> **Page extract**:
------------------------------------

Posts Tagged harry potter

A Valentine to Our Favorite Books

In honor of Valentine’s Day, the Mixed-Up Files team shares the middle grade books they love the most. Share your loves in the comments section! 

“As an adult I really enjoyed Larger-Than-Life Lara by Dandi Mackall. Truly heartwarming story about loving yourself, having a positive outlook, and being kind. I cry just thinking about it!”
Amie Borst

 

 

The One and Only Ivan by Katherine Applegate. How can you not love a book about a gorilla who paints?”
—Natalie Rompella 

The Green Glass Sea by Ellen Klages is a perfect blend of emotional journey, immersive history and science on both a large (nuclear physics) and small (inquisitive kid) scale.”
—Jacqueline Jaeger Houtman

 

Tales of a Fourth Grade Nothing by Judy Blume sparked my love of reading and writing. It was one of my favorite books as a child, became even more special when I saw it through the eyes of my own children, and will remain one of the most beloved books for the rest of my life.”
—Mindy Alyse Weiss  

“I love Esperanza Rising by Pam Munoz Ryan for its messages of hope, recovering from a tragedy, and learning to rely on your inner strength.”
Michele Weber Hurwitz  

“I loved Rain Reign by Ann M. Martin for Rose’s indomitable spirit, despite the challenges she faces.”
Beth Von Ancken McMullen

“I love the Secrets of the Immortal Nicholas Flamel series by Michael Scott. I have read it several times, and in fact, am now re-reading it again. It is filled with mystery, fantasy, and tons of historical figures. The way he weaves history, science, magic and fantasy together is just stupendous. Makes me lose myself in his world every time I read it.”
Jen Swanson

“Two of my favorite books are perfect for Valentine’s Day because they are both love letters in story form. My childhood favorite, Danny the Champion of the World by Roald Dahl is the world’s best love letter to dads. More recently, Ms. Bixby’s Last Day by John David Anderson is a heartfelt love-letter to teachers.”

------------------------------------

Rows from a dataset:
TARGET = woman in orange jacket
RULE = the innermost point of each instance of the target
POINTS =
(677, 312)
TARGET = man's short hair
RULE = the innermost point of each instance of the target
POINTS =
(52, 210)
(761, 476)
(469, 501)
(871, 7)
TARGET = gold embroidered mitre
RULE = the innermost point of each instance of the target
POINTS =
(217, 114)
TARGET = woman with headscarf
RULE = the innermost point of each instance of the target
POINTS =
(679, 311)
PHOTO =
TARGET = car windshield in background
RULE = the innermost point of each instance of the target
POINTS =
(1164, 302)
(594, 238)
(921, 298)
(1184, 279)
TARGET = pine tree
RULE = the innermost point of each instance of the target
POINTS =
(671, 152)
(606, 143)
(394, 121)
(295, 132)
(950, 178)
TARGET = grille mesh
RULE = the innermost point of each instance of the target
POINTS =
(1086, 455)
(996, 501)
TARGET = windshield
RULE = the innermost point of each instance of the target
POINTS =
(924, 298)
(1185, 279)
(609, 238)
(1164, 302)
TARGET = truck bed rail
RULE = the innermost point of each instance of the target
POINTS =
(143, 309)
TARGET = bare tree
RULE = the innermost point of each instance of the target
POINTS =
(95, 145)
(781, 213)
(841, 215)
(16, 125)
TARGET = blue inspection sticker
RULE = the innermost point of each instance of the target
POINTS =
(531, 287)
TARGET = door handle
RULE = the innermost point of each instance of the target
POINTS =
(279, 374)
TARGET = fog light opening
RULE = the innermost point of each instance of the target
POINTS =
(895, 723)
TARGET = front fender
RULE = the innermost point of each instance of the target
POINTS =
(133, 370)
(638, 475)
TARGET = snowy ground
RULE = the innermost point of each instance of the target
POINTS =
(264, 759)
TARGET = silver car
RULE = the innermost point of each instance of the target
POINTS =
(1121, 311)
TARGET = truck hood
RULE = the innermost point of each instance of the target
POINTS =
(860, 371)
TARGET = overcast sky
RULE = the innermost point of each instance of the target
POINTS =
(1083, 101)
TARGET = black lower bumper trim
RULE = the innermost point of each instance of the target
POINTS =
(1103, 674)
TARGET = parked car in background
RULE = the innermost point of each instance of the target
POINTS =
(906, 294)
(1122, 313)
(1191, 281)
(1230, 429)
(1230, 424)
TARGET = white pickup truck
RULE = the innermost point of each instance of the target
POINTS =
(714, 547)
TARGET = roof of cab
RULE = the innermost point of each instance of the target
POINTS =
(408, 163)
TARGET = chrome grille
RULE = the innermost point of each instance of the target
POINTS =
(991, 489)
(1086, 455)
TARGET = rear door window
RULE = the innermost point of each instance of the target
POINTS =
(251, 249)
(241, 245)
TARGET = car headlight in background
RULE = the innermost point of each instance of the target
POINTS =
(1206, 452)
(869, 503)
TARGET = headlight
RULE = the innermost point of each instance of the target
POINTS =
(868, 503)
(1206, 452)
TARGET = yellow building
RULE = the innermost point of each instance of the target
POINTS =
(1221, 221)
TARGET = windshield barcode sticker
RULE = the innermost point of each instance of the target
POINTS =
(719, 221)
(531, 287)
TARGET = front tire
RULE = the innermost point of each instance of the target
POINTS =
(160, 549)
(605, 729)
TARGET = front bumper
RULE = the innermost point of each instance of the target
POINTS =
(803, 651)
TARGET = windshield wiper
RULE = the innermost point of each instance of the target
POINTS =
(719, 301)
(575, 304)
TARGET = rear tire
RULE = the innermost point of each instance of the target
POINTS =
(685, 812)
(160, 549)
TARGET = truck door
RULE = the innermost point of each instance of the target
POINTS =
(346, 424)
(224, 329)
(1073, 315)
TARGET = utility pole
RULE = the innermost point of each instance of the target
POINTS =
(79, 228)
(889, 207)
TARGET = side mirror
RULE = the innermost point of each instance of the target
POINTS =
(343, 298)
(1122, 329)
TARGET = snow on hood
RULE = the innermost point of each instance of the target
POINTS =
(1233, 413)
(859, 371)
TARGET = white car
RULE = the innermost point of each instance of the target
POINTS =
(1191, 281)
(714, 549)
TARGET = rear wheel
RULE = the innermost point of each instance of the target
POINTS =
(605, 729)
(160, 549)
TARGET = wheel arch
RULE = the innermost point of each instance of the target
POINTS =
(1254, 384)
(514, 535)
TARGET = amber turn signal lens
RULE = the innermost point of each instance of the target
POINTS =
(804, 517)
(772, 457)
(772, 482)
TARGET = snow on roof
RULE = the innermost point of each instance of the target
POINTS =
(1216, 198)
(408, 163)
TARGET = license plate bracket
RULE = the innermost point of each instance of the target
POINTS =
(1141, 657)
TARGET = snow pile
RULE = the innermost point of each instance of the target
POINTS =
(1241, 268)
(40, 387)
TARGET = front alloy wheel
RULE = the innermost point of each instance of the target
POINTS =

------------------------------------

> **Problem statement**:
Please reproduce the passage of the Valentine book post above between "Posts Tagged harry" and "the comments section!", inclusive.

> **Response for this exercise**:
Posts Tagged harry potter

A Valentine to Our Favorite Books

In honor of Valentine’s Day, the Mixed-Up Files team shares the middle grade books they love the most. Share your loves in the comments section!